To be done:
Retype all of the material below verbatim, omitting the pictures.

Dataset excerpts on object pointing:
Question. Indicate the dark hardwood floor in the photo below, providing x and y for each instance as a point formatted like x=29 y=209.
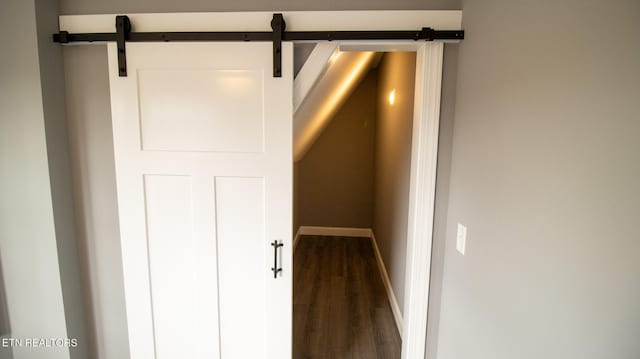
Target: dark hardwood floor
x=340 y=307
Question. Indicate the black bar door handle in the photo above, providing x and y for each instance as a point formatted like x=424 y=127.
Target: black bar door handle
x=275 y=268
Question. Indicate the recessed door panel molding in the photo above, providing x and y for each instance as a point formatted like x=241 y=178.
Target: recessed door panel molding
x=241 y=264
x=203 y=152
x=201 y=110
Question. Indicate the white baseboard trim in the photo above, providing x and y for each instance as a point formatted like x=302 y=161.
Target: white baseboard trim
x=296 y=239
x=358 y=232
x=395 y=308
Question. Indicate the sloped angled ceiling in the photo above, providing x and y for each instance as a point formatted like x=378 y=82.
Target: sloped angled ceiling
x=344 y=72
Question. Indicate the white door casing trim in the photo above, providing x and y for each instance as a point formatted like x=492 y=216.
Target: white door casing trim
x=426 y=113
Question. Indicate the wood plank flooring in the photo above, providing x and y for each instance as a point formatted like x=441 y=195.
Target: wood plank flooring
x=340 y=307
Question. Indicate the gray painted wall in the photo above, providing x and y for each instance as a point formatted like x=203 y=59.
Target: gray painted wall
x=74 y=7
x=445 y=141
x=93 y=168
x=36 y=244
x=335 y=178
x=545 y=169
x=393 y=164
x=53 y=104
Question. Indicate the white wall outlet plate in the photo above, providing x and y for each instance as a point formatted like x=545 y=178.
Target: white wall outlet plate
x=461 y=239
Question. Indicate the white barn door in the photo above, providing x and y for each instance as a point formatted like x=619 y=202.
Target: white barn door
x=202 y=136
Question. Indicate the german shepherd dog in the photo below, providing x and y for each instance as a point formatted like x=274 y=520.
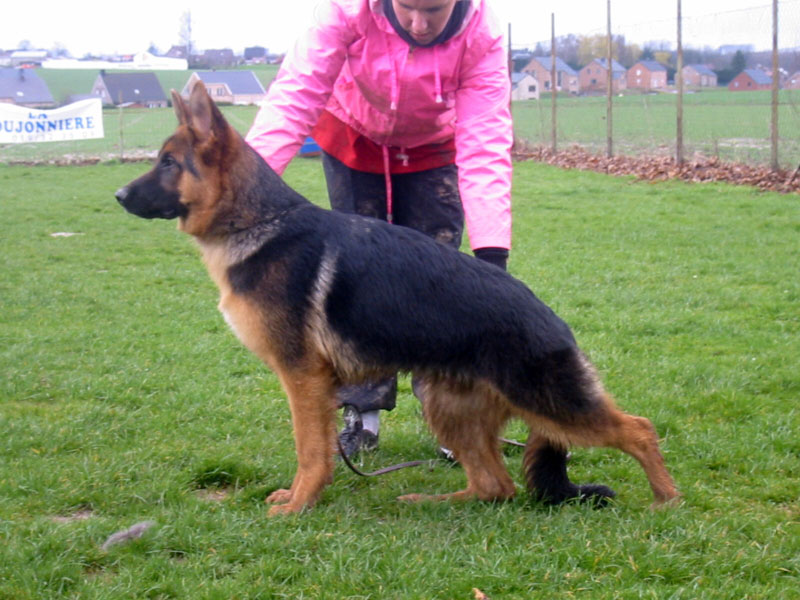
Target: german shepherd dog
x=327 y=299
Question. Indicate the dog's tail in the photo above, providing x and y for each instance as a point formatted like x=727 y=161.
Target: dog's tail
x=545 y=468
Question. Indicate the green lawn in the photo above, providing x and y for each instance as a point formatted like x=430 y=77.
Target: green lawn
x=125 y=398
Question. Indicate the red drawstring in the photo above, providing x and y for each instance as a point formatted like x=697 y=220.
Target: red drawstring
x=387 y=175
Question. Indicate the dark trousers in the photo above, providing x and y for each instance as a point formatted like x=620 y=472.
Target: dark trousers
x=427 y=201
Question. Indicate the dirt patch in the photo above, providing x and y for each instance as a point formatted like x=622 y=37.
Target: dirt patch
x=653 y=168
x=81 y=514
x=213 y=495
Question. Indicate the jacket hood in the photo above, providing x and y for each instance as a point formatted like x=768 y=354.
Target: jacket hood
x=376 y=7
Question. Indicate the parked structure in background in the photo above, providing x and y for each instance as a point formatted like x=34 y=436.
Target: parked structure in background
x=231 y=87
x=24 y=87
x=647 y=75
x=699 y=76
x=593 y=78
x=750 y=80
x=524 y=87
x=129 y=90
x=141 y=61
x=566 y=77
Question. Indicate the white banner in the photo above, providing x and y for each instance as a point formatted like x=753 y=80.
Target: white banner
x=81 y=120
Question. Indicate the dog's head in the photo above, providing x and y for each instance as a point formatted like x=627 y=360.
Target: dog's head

Correct response:
Question. Indicate the dark hardwood floor in the photo below, providing x and y for each instance as a point formatted like x=29 y=209.
Target: dark hardwood floor
x=340 y=307
Question. Indicate the black bar door handle in the photo above, providing x and y for each instance as a point formatted like x=424 y=127.
Target: black bar door handle
x=275 y=268
Question. Indicate the recessed door panel molding in the photo above, providing x and y for each instance as a point formatted like x=241 y=178.
Target: recessed door panel molding
x=241 y=264
x=203 y=152
x=201 y=110
Question. Indicate the white baseboard trim in the photo above, providing x and y for each instance as a point formatted like x=302 y=161.
Target: white baseboard trim
x=296 y=239
x=358 y=232
x=395 y=308
Question. Indicate the sloped angled ceiling in the photo above, providing x and y for each instance as a point formatted like x=378 y=82.
Target: sloped angled ceiling
x=344 y=72
Question. Indicate the white door casing trim in the photo above, providing x and y for each instance as a point formatted like x=492 y=216.
Target: white door casing trim
x=426 y=113
Question. Indicate the wood plank flooring in the photo above, providing x and y for each instance as a point formatted like x=441 y=195.
Target: wood plank flooring
x=340 y=307
Question. Indicate the gray painted wall in the photo above, providing x and y for each instance as a point formatted like x=203 y=59.
Target: gray painted wall
x=74 y=7
x=445 y=141
x=93 y=168
x=36 y=244
x=335 y=178
x=545 y=169
x=393 y=164
x=53 y=104
Question. Indicate the white wall outlet plate in the photo above, providing x and y for each instance as a point formatted like x=545 y=178.
Target: white wall outlet plate
x=461 y=239
Question. Indicate the white barn door in the photo above, providing x and y for each instance as a point formatted like x=619 y=202.
Target: white barn door
x=202 y=136
Question. Indicate the german shepherd dog in the photo below, providing x and y for each instance as a point formatted like x=274 y=520.
Target: german shepherd dog
x=327 y=299
Question. Indicate the dog's tail in the photo above, providing x and y for each instance as a point formatted like x=727 y=161.
Target: dog's tail
x=545 y=468
Question. Indicate the green lawn in the photo above, providing x and y for each instance as a point formatted like x=430 y=77.
Target: green lawn
x=125 y=398
Question. Indicate the red drawstring in the photo above, providing x and y for each instance as a point formatted like x=697 y=220.
Target: red drawstring
x=387 y=175
Question. Indicate the dark trousers in the photo above, providing x and y for each instance as a point formatted like x=620 y=472.
Target: dark trousers
x=427 y=201
Question. Indicate the dirt patch in the photo above, providing x and y for each instance as a point formatted like x=622 y=37.
Target: dirt patch
x=653 y=168
x=81 y=514
x=213 y=495
Question. Indicate the jacket hood in the photo above, providing x and y for each instance as a point formatted like x=768 y=354.
Target: jacket hood
x=376 y=7
Question. Indicate the parked structure in background in the photo above, providing x and y for each instance as a point formatted like x=34 y=436.
Target: parked structure in background
x=231 y=87
x=24 y=87
x=647 y=75
x=699 y=76
x=593 y=78
x=750 y=80
x=524 y=87
x=129 y=90
x=141 y=61
x=566 y=77
Question. Indicate the white banner in the photo above, providing x and y for each instance as a point formatted like x=753 y=80.
Target: white banner
x=81 y=120
Question. Indicate the dog's head in the photo above, providing x and y for each instance as a point formatted like x=627 y=360.
Target: dog's head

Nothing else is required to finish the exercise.